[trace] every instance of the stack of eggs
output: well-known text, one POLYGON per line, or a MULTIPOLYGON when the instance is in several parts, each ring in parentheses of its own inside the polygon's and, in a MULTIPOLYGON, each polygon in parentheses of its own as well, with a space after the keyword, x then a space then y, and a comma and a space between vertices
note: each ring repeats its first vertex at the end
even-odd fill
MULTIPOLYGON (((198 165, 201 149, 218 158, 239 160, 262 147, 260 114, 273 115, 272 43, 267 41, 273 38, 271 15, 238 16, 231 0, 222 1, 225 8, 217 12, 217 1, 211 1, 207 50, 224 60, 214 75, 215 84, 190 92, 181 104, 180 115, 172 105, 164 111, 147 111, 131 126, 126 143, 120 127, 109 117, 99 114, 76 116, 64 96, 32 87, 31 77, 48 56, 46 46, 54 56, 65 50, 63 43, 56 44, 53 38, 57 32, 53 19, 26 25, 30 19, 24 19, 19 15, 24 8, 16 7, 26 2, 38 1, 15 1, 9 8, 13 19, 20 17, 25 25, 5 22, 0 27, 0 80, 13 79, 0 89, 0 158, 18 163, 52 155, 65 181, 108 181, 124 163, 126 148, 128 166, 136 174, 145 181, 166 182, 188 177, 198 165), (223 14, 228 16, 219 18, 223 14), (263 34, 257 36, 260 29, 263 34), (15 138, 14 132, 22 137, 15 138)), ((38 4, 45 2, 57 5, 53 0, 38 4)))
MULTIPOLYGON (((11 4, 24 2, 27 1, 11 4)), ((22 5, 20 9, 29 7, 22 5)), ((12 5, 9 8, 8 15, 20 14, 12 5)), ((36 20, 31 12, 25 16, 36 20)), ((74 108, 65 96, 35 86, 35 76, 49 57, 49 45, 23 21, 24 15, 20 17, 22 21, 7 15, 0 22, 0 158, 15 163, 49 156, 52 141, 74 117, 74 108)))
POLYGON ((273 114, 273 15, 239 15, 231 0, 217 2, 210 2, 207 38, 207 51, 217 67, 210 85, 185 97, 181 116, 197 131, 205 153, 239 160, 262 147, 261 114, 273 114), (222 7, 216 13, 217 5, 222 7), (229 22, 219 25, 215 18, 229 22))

####

▸ **Task directions**: Copy the records above line for line, without altering a single character.

▸ **Exercise solution**:
[trace] every instance of the stack of eggs
output: well-known text, one POLYGON per line, or a MULTIPOLYGON when the instance is in several parts, each ring in parentheses of its own inside the polygon's and, in a MULTIPOLYGON, each polygon in parentheses of its own as well, with a space after the keyword, x then a space then y, and a comma and a space between vertices
note: each ring repeats its first vertex at the end
even-odd fill
MULTIPOLYGON (((198 165, 201 149, 218 158, 239 160, 262 147, 260 114, 273 115, 272 43, 267 41, 273 38, 271 15, 238 16, 231 0, 222 1, 225 8, 217 12, 217 1, 211 1, 207 50, 224 60, 214 75, 215 84, 190 92, 181 104, 180 115, 172 105, 164 111, 147 111, 131 126, 126 143, 120 127, 109 117, 99 114, 76 116, 64 96, 32 87, 31 77, 48 56, 46 46, 54 56, 65 50, 63 43, 56 44, 53 38, 57 32, 53 19, 26 25, 30 19, 24 19, 19 15, 24 8, 16 7, 26 2, 38 1, 15 1, 9 8, 13 19, 20 17, 25 25, 5 22, 0 27, 0 80, 13 79, 0 89, 0 158, 18 163, 52 155, 65 181, 108 181, 124 163, 126 148, 128 166, 136 174, 145 181, 166 182, 188 177, 198 165), (223 14, 228 16, 219 18, 223 14), (263 34, 257 36, 260 29, 263 34), (15 138, 14 132, 22 137, 15 138)), ((38 4, 45 2, 57 5, 53 0, 38 4)))
MULTIPOLYGON (((11 4, 24 2, 27 1, 11 4)), ((22 5, 20 9, 29 7, 22 5)), ((12 5, 9 8, 8 15, 20 14, 12 5)), ((36 20, 31 12, 25 16, 36 20)), ((74 108, 65 96, 35 86, 35 76, 49 57, 49 45, 23 21, 24 15, 20 17, 22 21, 7 15, 0 22, 0 158, 15 163, 49 156, 52 141, 74 117, 74 108)))
POLYGON ((273 114, 273 15, 239 15, 231 0, 217 2, 210 2, 207 38, 207 51, 217 67, 210 85, 185 97, 181 116, 197 131, 205 153, 239 160, 262 147, 261 114, 273 114), (222 7, 216 13, 217 5, 222 7), (229 22, 219 25, 215 18, 229 22))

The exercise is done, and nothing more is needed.